Another 19,600 people in Germany tested positive for Covid-19 in a 24-hour period, taking the total to more than 1.95 million, according to the government agency for disease control and prevention.
The new virus variant that was detected in South Africa and was possibly associated with higher transmissibility had been "identified sporadically in Germany," the RKI noted.
The German government was looking into adapting entry restrictions and testing obligations as well as introducing more genome sequencing in the lab to further contain the spread of Covid-19, local media reported.
Although the 7-day incidence observed over the Christmas holidays and the turn of the year had declined, the RKI warned that "significant increases" were now observed in all age groups, in particular in the younger age groups between 15 and 39 years.
Germany has so far administered the first dose of Covid-19 vaccine to 688,782 people, or 8.3 per 1,000 residents, according to Tuesday's data from RKI, dpa said.
The vaccination drive has so far focused on the most vulnerable in the pandemic, such as the elderly and their carers. Germany is currently using two vaccines -- from Pfizer/BioNTech and Moderna -- both of which require two doses to effectively prevent Covid-19, dpa said.
As the world is struggling to contain the pandemic, vaccination is underway in Germany and some other countries with the already-authorized coronavirus vaccines.
Meanwhile, 236 candidate vaccines are still being developed worldwide -- 63 of them in clinical trials -- in countries including Germany, China, Russia, Britain and the United States, according to information released by the World Health Organization on January 12.

Referring expression pointing data.
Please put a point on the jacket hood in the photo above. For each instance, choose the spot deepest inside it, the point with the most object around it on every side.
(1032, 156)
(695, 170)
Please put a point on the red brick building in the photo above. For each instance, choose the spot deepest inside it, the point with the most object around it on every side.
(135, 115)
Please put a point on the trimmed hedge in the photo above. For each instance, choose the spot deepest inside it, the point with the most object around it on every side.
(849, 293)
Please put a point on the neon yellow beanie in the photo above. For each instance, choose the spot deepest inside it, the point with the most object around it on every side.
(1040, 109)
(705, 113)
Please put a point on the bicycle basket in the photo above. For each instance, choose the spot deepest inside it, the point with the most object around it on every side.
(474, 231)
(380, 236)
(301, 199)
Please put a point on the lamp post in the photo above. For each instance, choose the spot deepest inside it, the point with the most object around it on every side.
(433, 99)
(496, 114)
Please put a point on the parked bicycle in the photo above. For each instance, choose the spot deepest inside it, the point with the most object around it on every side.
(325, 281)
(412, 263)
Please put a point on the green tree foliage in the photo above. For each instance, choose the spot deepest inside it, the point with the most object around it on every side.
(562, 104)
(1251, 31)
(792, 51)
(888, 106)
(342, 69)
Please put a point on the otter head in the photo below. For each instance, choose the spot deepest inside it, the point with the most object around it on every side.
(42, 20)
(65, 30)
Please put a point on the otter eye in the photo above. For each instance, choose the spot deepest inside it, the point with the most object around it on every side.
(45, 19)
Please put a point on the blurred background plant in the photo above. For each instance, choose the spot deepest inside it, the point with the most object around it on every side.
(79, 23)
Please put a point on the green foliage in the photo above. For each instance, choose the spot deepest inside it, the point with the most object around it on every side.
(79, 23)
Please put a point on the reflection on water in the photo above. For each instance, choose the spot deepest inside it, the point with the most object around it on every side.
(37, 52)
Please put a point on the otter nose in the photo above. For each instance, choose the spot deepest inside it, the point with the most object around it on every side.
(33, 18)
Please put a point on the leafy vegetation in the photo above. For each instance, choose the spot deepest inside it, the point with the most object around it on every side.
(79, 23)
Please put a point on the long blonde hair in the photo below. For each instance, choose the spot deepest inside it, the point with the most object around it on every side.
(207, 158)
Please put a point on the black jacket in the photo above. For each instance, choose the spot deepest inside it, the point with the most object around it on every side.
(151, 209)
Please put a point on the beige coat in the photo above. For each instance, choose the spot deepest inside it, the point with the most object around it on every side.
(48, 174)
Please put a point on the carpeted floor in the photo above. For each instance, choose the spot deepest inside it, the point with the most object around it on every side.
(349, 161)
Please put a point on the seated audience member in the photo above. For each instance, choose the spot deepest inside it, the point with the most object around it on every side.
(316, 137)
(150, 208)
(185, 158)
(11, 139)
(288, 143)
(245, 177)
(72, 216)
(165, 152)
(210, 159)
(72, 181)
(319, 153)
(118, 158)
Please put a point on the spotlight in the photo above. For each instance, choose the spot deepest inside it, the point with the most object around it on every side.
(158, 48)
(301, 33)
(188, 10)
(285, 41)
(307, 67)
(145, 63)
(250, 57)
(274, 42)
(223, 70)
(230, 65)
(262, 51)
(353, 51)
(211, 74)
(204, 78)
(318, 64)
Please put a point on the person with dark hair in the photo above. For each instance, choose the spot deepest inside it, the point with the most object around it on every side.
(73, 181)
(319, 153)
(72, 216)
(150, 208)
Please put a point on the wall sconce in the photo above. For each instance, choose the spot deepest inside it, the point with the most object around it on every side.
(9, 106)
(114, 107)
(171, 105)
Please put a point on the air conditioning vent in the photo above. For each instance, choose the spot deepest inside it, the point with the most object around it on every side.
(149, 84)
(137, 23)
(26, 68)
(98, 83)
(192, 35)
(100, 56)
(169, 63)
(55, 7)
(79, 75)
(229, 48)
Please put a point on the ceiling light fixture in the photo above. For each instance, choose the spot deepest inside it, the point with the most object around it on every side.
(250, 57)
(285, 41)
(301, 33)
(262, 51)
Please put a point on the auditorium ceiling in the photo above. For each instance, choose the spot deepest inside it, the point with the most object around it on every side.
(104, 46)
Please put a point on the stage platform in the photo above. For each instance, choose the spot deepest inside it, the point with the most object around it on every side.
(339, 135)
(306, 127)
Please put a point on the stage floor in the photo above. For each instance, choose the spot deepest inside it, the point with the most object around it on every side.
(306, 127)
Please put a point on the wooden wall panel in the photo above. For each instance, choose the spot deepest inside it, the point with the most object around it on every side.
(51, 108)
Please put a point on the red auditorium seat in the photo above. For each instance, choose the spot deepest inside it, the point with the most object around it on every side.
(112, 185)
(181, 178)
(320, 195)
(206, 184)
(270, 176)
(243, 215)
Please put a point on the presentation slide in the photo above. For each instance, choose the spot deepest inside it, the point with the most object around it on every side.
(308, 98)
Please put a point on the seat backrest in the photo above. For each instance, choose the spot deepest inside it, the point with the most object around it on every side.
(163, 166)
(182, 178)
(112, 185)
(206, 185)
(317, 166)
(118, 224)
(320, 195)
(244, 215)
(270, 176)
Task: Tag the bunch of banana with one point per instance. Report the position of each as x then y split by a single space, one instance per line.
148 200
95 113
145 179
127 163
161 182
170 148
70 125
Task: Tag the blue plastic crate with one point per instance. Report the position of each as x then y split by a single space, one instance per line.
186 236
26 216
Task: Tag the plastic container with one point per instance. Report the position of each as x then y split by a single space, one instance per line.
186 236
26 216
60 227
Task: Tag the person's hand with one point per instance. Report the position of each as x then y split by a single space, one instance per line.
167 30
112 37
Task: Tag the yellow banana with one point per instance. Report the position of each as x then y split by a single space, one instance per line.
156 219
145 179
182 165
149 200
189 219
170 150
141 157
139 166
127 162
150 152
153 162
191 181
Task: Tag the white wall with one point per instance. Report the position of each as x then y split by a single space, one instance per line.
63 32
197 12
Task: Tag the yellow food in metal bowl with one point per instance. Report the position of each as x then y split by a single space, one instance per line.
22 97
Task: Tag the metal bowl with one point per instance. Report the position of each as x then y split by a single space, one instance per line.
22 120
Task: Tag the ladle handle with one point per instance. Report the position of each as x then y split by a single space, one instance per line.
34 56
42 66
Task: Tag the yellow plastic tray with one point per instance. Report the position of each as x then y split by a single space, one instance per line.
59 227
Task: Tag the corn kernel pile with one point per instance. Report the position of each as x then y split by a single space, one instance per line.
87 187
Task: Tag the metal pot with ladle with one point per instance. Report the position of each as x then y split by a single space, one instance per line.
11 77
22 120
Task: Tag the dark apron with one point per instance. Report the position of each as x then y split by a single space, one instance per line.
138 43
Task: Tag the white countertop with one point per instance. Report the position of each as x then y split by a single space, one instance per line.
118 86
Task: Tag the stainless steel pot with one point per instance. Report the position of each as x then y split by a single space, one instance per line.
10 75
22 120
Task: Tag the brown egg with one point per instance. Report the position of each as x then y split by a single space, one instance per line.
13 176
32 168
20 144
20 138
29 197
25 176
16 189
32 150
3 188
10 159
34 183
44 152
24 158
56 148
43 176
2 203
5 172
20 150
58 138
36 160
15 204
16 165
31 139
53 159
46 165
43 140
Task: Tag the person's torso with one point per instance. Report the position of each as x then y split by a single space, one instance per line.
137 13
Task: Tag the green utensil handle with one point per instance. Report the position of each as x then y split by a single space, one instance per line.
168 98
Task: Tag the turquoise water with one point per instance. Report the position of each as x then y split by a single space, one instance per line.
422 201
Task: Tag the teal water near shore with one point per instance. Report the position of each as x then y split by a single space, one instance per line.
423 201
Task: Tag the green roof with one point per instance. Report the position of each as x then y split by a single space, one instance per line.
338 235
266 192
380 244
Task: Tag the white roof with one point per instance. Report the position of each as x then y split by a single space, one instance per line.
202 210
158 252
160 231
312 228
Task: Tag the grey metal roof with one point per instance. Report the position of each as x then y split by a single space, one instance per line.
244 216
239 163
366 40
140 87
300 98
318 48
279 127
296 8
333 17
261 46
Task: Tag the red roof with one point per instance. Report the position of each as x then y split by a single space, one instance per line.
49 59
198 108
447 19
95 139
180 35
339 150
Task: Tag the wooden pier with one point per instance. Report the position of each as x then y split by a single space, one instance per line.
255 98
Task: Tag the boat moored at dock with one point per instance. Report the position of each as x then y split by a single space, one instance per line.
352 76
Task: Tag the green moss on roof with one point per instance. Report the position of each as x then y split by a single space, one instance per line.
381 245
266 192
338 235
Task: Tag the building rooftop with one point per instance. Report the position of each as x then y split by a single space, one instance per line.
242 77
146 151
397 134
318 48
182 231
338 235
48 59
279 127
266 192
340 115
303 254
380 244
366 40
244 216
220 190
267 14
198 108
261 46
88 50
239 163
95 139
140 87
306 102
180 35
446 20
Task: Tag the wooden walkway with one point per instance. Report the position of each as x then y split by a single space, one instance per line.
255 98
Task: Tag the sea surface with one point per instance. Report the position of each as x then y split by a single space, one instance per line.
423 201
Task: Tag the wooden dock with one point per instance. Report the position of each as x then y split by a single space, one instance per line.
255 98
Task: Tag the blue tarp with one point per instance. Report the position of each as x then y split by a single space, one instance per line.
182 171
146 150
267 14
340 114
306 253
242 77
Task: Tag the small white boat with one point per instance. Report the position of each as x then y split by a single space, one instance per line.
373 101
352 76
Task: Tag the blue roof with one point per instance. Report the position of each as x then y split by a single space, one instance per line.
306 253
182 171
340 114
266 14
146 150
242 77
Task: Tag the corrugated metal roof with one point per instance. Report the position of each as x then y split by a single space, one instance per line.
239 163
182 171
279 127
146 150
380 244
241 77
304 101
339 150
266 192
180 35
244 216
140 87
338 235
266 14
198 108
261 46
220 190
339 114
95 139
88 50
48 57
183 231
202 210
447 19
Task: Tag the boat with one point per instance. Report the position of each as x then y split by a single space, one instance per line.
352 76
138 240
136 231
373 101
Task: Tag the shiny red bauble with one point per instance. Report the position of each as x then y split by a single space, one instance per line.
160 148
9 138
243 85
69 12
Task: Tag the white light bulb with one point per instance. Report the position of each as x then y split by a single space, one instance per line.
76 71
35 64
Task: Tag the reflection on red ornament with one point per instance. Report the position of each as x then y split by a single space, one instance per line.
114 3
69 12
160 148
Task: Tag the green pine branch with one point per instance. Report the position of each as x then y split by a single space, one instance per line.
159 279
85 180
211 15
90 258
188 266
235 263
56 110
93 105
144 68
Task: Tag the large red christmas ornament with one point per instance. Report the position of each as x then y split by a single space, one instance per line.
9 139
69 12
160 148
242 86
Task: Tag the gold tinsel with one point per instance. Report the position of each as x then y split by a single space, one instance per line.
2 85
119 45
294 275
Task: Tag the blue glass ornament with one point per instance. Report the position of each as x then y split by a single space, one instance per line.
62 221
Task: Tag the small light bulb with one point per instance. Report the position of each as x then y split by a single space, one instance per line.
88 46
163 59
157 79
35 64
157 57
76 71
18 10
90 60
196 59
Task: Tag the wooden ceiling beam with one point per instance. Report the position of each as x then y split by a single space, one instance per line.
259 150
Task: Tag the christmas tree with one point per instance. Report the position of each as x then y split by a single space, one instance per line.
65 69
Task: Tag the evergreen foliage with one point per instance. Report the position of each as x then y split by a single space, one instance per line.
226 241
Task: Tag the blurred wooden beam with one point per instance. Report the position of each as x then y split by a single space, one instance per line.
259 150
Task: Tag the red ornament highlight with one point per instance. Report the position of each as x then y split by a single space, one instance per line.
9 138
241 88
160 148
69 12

What to do.
• 1. From the report on Covid-19 in Germany, return the passage starting with "The new virus" and going on through "RKI, dpa said.", word for word.
• 2. Answer these questions using the report on Covid-19 in Germany.
(a) According to Tuesday's RKI data, how many people in Germany had received a first dose of Covid-19 vaccine?
(b) Which two vaccines is Germany currently using?
(c) According to the World Health Organization's January 12 information, how many candidate vaccines were in clinical trials?

Solved tasks.
• 1.
The new virus variant that was detected in South Africa and was possibly associated with higher transmissibility had been "identified sporadically in Germany," the RKI noted.
The German government was looking into adapting entry restrictions and testing obligations as well as introducing more genome sequencing in the lab to further contain the spread of Covid-19, local media reported.
Although the 7-day incidence observed over the Christmas holidays and the turn of the year had declined, the RKI warned that "significant increases" were now observed in all age groups, in particular in the younger age groups between 15 and 39 years.
Germany has so far administered the first dose of Covid-19 vaccine to 688,782 people, or 8.3 per 1,000 residents, according to Tuesday's data from RKI, dpa said.

• 2.
(a) 688,782 people, or 8.3 per 1,000 residents
(b) The vaccines from Pfizer/BioNTech and Moderna
(c) 63